AIM → Arrange the lines as a JSON list of strings, one string per line and no blank lines, beginning with the very first line and ending with the line that contains "[[8,591],[538,589],[534,540],[328,530],[47,508],[0,547]]", both included.

PROVIDED RECORDS →
━━━
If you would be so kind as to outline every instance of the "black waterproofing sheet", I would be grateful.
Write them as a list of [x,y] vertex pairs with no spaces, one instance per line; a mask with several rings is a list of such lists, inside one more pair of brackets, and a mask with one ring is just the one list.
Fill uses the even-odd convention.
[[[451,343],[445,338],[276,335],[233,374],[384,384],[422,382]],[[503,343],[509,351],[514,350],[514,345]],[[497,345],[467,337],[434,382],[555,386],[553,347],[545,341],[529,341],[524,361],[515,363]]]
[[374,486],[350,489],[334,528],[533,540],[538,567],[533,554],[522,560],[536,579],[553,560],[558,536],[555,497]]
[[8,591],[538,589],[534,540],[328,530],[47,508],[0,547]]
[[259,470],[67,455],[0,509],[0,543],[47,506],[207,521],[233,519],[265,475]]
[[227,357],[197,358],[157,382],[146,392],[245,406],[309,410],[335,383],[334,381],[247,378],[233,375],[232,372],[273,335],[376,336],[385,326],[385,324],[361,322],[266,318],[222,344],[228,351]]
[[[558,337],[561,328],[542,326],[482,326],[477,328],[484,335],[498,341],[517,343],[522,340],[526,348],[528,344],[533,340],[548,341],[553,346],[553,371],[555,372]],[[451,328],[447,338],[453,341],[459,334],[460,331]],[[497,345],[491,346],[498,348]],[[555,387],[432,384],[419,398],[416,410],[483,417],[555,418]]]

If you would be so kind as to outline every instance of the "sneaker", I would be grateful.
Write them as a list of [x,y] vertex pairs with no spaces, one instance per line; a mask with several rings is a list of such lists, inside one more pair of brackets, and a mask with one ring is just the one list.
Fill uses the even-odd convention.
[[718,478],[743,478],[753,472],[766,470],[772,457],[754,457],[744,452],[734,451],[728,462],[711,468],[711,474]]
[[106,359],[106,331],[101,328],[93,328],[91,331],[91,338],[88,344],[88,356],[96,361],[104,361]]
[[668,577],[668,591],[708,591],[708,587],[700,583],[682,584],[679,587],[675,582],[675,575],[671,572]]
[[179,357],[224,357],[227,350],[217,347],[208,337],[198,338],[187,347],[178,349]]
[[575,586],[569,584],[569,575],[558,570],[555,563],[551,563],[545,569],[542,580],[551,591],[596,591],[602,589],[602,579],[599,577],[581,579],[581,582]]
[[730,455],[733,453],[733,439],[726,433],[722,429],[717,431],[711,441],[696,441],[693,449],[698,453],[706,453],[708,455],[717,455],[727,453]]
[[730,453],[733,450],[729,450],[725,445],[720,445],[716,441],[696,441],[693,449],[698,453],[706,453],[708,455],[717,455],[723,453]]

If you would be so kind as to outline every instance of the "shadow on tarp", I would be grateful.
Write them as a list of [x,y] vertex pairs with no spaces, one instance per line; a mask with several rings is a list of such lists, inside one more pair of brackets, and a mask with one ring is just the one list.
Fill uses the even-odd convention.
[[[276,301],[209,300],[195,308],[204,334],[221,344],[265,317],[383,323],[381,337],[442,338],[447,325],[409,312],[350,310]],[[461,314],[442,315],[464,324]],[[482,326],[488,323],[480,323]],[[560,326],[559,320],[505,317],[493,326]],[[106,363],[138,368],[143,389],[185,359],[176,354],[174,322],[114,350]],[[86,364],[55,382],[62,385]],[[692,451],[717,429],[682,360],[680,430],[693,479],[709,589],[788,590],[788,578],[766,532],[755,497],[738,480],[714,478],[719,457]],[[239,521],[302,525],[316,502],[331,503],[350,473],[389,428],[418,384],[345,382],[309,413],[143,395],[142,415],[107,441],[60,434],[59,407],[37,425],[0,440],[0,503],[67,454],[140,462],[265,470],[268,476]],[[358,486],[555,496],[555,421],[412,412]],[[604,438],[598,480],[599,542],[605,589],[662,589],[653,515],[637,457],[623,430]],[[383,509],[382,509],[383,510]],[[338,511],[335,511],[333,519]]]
━━━
EXERCISE SOLUTION →
[
  "If you would be so kind as to outline every instance of the \"black waterproofing sheet\", I would be grateful.",
  "Write them as a list of [x,y] vertex pairs with no spaces, one instance per line; a mask with several rings is a list of such lists, inside one more pair of brackets, and a mask with one ring is just the one list.",
  "Fill uses the even-odd convention.",
  "[[[451,343],[445,338],[276,335],[233,374],[384,384],[422,382]],[[503,343],[509,351],[514,350],[514,345]],[[497,345],[467,337],[434,382],[555,386],[553,347],[545,341],[529,341],[524,361],[515,363]]]",
  "[[374,486],[350,489],[334,528],[533,540],[538,567],[533,554],[522,560],[536,579],[553,560],[558,536],[555,497]]",
  "[[8,591],[538,589],[534,540],[328,530],[47,508],[0,547]]"
]